Brief A
In the passage about the chromosome 17 deletion, list every condition named in the sentence beginning "Researchers detected a recurrent deletion".
Brief B
Edit the passage about the chromosome 17 deletion: write out the stretch from "Researchers have determined" through "52,448 control individuals." with "patients" changed to "individuals".

Passage shown
Researchers have determined the deletion of specific genes on chromosome 17 can increase the risk for autism spectrum disorders (ASD) and schizophrenia nearly 14-fold.

The research, an international collaboration led by Emory University scientists, will be published in the American Journal of Human Genetics.

A mutation of one of the genes in the deleted interval already is a known cause of renal cysts and diabetes syndrome (RCAD). Scientists have known that autism and schizophrenia are also strongly influenced by genetic mutations.

The finding resulted from cytogenetic array analysis in patients with neurodevelopmental disorders referred for clinical testing.

Researchers detected a recurrent deletion in 24 patients out of more than 23,000 patients with ASD, developmental delay, intellectual disability, or schizophrenia.

This deletion was not present in any of 52,448 control individuals.

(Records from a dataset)
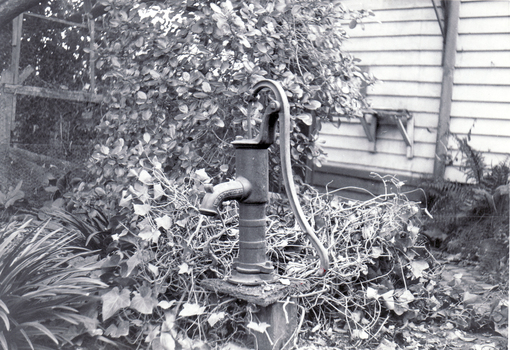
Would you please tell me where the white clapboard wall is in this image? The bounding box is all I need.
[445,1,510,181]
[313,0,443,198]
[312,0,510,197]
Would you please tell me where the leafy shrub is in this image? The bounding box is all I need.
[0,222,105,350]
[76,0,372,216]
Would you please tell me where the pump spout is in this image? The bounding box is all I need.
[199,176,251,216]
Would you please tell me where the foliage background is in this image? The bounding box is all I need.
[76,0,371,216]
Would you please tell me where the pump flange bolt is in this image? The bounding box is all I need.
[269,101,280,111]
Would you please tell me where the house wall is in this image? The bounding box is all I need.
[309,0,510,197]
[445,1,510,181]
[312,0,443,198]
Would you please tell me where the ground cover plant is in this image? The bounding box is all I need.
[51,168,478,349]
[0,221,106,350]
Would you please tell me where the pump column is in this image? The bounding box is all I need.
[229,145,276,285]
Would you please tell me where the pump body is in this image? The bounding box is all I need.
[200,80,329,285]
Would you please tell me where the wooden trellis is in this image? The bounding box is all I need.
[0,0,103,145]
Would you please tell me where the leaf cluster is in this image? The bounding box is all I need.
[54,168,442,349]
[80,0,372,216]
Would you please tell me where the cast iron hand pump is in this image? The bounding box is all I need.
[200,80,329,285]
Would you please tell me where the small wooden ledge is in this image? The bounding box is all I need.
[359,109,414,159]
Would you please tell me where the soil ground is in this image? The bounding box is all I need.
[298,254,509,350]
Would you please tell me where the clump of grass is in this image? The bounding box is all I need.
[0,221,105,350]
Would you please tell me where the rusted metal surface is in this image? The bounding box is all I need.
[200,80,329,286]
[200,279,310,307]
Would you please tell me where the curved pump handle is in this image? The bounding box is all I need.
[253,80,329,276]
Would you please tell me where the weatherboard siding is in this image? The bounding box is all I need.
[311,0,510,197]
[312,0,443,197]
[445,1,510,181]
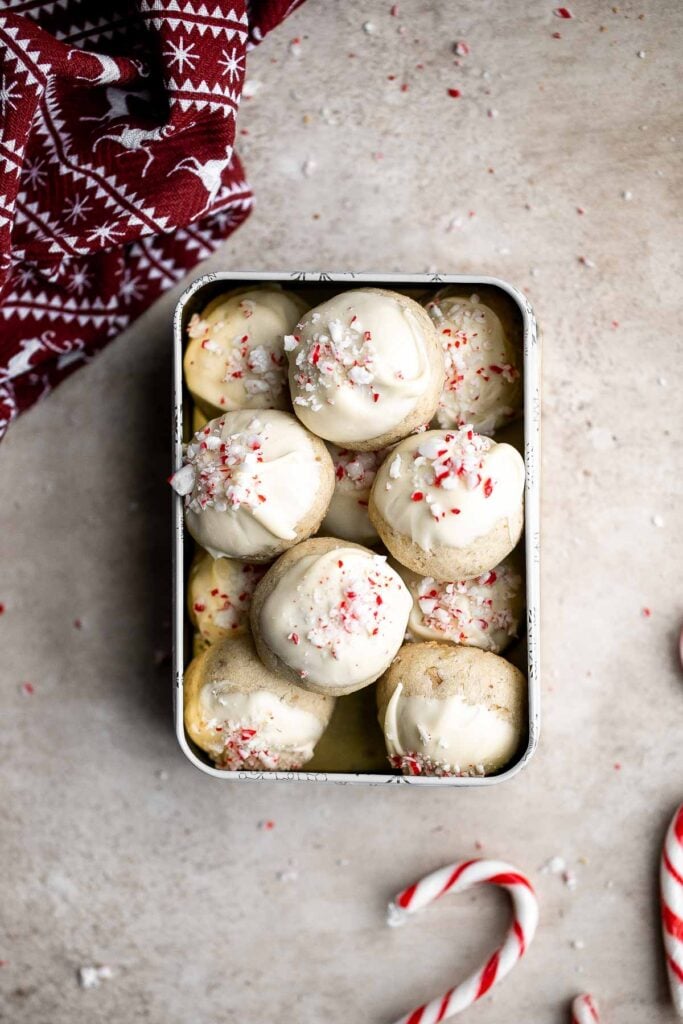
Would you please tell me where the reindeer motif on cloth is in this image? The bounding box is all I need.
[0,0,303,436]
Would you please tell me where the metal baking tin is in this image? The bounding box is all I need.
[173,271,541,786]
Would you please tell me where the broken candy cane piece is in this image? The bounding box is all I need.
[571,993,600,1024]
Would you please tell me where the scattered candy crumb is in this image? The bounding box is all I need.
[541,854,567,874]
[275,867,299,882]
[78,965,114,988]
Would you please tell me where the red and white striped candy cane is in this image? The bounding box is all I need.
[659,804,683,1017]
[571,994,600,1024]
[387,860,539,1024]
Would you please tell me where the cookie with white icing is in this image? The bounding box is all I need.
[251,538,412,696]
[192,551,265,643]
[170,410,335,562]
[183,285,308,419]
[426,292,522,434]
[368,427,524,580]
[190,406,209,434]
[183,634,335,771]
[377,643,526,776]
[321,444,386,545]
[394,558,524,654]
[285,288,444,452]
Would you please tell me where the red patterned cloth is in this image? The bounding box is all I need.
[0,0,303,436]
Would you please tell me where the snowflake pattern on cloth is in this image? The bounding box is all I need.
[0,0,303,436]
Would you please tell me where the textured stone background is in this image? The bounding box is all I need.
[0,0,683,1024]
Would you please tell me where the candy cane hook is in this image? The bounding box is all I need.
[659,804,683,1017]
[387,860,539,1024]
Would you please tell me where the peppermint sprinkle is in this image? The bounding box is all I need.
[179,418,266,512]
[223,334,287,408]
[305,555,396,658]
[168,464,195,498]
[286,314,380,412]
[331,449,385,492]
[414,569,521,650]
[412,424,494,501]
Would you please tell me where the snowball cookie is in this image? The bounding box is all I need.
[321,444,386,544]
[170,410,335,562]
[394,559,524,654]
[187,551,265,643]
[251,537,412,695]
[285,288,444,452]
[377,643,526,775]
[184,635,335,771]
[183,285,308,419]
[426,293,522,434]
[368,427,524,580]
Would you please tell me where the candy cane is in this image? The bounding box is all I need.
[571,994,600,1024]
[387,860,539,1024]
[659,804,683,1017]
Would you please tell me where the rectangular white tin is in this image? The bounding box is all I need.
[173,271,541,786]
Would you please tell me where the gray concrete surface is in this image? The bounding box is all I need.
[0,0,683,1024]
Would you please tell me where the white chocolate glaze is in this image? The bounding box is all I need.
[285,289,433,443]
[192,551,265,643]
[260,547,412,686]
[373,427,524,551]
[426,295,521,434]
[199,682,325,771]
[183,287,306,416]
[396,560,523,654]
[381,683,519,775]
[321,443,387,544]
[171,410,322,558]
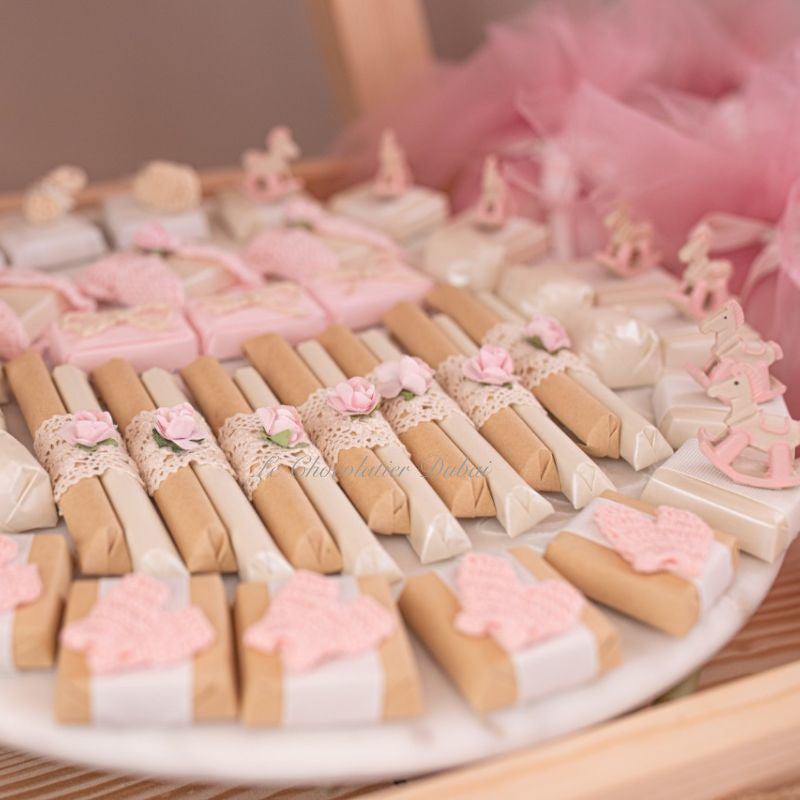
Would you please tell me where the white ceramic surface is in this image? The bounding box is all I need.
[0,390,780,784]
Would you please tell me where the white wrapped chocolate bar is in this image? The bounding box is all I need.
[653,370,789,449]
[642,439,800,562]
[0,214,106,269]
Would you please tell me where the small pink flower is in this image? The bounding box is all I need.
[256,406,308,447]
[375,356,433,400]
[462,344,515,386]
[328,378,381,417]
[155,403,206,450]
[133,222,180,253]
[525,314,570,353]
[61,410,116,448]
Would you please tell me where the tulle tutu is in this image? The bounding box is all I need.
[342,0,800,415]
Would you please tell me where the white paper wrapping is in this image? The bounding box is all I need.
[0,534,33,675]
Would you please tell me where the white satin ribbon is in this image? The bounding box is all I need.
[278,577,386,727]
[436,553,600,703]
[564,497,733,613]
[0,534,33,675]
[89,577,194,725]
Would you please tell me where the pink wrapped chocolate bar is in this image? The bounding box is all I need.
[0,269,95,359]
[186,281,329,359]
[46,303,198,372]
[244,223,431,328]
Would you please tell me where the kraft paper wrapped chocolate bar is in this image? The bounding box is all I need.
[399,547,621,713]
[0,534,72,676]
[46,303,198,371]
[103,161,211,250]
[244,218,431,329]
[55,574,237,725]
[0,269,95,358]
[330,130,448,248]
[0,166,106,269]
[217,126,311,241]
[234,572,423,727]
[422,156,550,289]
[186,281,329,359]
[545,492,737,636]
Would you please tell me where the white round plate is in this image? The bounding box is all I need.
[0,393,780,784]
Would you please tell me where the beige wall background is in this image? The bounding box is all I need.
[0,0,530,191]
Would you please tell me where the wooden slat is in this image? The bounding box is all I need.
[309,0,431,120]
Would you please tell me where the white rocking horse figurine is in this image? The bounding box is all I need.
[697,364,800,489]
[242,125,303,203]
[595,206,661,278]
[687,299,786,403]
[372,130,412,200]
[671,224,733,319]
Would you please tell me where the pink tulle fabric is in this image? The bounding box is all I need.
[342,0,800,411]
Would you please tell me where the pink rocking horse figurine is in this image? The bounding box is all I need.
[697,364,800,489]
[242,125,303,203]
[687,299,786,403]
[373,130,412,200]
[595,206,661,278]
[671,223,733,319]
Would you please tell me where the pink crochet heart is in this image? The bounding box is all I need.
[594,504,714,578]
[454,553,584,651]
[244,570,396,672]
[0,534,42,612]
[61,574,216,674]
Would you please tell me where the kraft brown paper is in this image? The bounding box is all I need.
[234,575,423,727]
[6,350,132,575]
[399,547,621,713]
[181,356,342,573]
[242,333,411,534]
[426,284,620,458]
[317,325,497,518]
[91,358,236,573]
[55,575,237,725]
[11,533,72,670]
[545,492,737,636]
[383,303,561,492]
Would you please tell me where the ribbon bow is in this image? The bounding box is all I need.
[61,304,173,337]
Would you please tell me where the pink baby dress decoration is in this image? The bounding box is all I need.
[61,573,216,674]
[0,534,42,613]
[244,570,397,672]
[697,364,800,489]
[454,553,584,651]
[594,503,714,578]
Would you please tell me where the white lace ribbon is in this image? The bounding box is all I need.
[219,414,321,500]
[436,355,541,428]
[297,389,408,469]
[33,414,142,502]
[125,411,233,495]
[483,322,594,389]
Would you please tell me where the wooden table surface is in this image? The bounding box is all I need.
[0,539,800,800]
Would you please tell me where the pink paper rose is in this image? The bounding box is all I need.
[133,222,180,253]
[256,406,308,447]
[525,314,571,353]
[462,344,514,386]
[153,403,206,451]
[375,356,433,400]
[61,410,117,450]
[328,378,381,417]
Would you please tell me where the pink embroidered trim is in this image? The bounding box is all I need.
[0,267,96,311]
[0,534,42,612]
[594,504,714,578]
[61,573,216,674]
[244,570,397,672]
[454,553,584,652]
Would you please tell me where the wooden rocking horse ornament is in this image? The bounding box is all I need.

Answer section A
ASD, developmental delay, intellectual disability, schizophrenia

Answer section B
Researchers have determined the deletion of specific genes on chromosome 17 can increase the risk for autism spectrum disorders (ASD) and schizophrenia nearly 14-fold.

The research, an international collaboration led by Emory University scientists, will be published in the American Journal of Human Genetics.

A mutation of one of the genes in the deleted interval already is a known cause of renal cysts and diabetes syndrome (RCAD). Scientists have known that autism and schizophrenia are also strongly influenced by genetic mutations.

The finding resulted from cytogenetic array analysis in individuals with neurodevelopmental disorders referred for clinical testing.

Researchers detected a recurrent deletion in 24 individuals out of more than 23,000 individuals with ASD, developmental delay, intellectual disability, or schizophrenia.

This deletion was not present in any of 52,448 control individuals.